## What is being asked:
Gather each line in the rows below that contains the word "every", and copy those lines unchanged.

════════

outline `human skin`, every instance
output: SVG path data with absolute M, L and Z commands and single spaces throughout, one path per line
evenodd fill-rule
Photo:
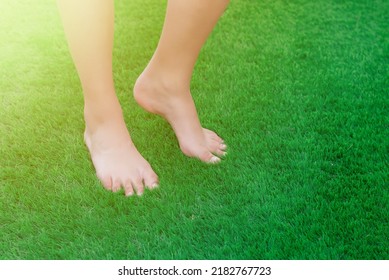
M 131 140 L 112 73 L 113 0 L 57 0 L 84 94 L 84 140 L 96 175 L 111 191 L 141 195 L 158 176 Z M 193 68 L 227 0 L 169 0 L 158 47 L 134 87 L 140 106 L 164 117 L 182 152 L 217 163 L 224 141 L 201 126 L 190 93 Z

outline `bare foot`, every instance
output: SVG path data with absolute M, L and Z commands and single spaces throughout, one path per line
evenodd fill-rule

════════

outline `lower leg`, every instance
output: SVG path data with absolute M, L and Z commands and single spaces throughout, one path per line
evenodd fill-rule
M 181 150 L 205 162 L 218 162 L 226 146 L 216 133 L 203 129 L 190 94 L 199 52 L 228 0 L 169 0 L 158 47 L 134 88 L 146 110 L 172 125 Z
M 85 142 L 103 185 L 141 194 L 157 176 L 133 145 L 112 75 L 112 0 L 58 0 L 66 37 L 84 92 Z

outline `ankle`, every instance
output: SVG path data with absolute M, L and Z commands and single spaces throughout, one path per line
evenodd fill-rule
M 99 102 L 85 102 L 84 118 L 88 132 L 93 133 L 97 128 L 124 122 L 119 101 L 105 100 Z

════════

## Finished exercise:
outline `human skin`, every instance
outline `bare foot`, every instance
outline `lower leg`, every instance
outline `ankle`, every instance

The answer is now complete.